## Work request
Your output is the line containing "Please place a point on the steel" plus all lines after it to the end of the records, reproduced exactly, with nothing else.
+ + + + + + +
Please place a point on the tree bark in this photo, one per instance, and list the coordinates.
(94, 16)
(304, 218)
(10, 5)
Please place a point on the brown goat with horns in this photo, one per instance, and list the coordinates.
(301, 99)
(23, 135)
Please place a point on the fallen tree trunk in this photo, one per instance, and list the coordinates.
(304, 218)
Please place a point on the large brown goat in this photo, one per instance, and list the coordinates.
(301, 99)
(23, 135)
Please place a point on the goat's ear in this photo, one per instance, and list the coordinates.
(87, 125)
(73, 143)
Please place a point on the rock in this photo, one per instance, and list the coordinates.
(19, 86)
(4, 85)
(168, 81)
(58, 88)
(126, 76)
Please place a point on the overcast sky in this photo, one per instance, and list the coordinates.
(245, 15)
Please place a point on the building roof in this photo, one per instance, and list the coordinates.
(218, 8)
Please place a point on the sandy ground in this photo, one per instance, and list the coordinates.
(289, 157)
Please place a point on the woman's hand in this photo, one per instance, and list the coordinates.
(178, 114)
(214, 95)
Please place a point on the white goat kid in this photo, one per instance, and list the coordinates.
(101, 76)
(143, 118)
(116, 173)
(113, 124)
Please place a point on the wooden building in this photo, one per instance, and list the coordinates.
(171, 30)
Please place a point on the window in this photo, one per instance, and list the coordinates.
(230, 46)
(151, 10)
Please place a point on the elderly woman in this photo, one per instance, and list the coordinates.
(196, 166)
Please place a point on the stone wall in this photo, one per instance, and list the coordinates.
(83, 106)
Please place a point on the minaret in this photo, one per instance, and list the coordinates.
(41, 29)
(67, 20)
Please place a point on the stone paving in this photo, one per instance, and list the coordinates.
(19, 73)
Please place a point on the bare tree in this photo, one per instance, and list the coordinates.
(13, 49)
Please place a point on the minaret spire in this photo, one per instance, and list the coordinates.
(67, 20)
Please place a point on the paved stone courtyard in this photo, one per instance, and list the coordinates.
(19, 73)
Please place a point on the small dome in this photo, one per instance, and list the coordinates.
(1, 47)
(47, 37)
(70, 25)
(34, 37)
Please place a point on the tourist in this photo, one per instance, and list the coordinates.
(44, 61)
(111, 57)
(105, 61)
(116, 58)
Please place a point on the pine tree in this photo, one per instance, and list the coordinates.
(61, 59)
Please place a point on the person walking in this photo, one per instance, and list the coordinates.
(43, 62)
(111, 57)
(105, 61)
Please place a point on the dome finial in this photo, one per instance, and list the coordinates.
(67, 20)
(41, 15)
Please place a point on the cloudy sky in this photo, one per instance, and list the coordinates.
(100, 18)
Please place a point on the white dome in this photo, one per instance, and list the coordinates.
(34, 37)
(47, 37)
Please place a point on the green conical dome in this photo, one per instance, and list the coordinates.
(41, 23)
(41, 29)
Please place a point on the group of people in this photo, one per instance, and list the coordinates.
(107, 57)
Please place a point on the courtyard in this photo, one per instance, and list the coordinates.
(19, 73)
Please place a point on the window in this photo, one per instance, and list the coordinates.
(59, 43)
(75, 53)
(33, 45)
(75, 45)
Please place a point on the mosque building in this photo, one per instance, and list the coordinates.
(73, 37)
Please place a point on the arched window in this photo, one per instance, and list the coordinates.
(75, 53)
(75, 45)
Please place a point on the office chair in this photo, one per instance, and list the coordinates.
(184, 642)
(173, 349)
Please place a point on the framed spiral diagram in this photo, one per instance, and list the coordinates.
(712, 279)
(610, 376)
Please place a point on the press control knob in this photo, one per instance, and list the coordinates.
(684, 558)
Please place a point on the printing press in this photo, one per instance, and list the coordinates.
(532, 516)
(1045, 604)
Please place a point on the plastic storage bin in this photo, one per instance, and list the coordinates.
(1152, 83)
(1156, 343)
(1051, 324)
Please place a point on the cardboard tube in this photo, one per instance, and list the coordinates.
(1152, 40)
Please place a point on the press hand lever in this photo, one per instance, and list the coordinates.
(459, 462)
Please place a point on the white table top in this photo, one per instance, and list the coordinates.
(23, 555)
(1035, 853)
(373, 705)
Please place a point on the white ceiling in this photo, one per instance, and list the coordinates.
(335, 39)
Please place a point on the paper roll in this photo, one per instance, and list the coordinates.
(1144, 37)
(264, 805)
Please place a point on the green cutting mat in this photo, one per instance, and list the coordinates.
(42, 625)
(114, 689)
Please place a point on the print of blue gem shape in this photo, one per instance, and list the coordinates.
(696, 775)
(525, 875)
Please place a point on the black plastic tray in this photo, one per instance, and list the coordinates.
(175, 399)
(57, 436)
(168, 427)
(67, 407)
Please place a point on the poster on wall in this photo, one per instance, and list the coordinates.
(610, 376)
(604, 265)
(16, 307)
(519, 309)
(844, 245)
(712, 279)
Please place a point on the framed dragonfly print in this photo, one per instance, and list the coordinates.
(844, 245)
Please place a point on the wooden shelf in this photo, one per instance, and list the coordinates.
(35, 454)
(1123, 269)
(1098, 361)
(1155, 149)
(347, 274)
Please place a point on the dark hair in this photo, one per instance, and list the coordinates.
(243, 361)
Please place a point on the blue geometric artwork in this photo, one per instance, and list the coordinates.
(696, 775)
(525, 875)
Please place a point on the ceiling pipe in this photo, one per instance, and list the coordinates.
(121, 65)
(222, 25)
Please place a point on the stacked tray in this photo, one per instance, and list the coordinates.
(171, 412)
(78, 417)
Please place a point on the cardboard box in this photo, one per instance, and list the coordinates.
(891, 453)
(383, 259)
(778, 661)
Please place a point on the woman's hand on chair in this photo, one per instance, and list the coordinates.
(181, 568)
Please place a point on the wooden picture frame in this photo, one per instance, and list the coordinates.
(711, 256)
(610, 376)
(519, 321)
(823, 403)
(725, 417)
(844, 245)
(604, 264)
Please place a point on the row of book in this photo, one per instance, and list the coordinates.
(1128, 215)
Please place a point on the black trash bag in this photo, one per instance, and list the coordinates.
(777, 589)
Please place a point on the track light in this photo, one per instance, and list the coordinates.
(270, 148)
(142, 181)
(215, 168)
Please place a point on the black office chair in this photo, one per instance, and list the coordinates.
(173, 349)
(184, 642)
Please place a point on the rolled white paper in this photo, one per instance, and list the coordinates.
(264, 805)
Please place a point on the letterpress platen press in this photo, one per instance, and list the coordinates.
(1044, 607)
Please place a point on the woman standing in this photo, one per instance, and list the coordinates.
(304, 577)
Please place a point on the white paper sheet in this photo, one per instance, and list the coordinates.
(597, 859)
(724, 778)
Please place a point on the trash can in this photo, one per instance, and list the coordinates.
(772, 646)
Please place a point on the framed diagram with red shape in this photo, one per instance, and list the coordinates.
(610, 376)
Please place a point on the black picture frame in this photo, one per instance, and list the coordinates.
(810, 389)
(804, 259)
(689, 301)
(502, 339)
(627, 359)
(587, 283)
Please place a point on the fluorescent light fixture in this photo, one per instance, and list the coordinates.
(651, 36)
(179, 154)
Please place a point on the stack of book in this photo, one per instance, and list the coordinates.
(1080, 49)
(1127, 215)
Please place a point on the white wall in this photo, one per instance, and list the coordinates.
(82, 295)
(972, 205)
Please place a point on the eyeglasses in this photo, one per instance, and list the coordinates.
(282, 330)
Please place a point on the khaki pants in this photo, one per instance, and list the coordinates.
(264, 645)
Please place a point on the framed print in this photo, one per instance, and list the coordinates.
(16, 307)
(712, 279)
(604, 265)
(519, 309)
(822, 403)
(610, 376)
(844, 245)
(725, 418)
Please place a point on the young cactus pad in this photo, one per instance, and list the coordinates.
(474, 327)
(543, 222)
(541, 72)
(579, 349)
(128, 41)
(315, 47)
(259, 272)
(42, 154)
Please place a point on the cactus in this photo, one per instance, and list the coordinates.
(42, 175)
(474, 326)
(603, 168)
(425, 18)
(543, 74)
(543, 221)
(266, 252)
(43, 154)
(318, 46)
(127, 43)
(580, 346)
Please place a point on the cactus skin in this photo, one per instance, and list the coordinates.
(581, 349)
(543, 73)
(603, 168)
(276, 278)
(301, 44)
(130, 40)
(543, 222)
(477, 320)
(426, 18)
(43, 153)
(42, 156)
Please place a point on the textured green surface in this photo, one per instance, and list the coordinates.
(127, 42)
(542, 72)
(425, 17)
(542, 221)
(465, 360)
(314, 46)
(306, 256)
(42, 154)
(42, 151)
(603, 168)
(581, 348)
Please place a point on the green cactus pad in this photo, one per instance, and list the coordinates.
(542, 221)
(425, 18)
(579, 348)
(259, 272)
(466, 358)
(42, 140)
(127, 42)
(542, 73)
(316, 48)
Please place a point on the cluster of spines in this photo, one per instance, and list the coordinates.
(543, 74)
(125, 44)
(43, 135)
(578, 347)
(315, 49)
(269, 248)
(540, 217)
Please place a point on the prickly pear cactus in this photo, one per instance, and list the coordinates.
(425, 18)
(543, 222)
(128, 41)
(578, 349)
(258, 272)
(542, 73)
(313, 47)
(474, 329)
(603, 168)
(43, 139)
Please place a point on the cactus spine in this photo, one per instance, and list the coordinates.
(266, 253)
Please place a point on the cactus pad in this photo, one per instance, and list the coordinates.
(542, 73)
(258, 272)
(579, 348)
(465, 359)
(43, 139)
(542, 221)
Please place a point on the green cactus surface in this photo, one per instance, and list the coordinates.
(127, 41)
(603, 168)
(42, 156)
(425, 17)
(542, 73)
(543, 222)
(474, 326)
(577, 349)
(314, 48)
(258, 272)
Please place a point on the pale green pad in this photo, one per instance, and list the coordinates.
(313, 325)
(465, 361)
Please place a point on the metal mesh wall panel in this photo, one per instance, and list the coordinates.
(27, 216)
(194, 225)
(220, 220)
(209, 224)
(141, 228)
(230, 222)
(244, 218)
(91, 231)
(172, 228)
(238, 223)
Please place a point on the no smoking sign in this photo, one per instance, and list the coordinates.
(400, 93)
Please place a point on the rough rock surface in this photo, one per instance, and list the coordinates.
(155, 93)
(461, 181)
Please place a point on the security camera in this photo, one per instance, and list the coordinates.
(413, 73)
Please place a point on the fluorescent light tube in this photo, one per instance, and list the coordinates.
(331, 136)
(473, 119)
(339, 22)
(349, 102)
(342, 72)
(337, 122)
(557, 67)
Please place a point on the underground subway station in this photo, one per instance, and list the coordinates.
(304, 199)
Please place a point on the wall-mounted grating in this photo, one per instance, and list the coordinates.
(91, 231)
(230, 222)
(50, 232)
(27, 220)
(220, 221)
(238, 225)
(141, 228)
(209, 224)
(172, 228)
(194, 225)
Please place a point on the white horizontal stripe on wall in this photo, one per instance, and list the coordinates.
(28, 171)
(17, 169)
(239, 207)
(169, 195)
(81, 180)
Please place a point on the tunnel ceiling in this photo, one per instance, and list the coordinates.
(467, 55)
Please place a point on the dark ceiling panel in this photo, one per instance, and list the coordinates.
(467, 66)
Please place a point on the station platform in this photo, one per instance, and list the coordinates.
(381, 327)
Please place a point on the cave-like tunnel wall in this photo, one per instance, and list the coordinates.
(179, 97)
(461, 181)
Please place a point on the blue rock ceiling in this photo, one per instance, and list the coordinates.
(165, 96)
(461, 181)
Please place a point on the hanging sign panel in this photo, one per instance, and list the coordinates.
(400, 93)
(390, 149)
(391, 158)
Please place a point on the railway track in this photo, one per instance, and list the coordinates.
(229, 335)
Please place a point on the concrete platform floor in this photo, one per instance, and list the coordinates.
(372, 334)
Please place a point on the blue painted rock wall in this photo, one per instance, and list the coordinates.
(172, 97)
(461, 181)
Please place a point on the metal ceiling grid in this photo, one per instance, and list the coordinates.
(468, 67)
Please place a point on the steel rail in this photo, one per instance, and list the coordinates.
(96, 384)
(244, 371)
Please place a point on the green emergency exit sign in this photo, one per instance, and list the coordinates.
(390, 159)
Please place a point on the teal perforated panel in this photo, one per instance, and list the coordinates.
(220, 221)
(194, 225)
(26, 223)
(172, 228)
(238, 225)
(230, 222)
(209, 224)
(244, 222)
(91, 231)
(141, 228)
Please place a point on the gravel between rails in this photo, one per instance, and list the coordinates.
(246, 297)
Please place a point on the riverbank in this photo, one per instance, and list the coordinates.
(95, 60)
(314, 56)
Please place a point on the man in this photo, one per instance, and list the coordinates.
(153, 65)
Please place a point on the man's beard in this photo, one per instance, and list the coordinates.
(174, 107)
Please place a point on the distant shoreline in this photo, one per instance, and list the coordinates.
+ + + + + + +
## Exercise result
Please place a point on the steel rail in this photo, one per instance, and list the coordinates.
(96, 384)
(244, 371)
Please place a point on the green emergency exit sign in this photo, one per instance, and list the coordinates.
(390, 159)
Please place a point on the teal perforated panel in this photo, one per instance, and list the coordinates.
(220, 221)
(194, 225)
(26, 223)
(172, 228)
(238, 225)
(230, 222)
(209, 224)
(244, 222)
(91, 231)
(141, 228)
Please place a point on the gravel between rails in this photo, one per instance, and list the coordinates.
(246, 297)
Please place a point on the riverbank in this photo, one per instance, and list the coordinates.
(95, 60)
(314, 56)
Please place a point on the man in this photo, one per instance, and list the coordinates.
(153, 65)
Please place a point on the man's beard in this photo, one per instance, and list the coordinates.
(174, 107)
Please place a point on the distant shoreline in this photo, one per instance, and list the coordinates.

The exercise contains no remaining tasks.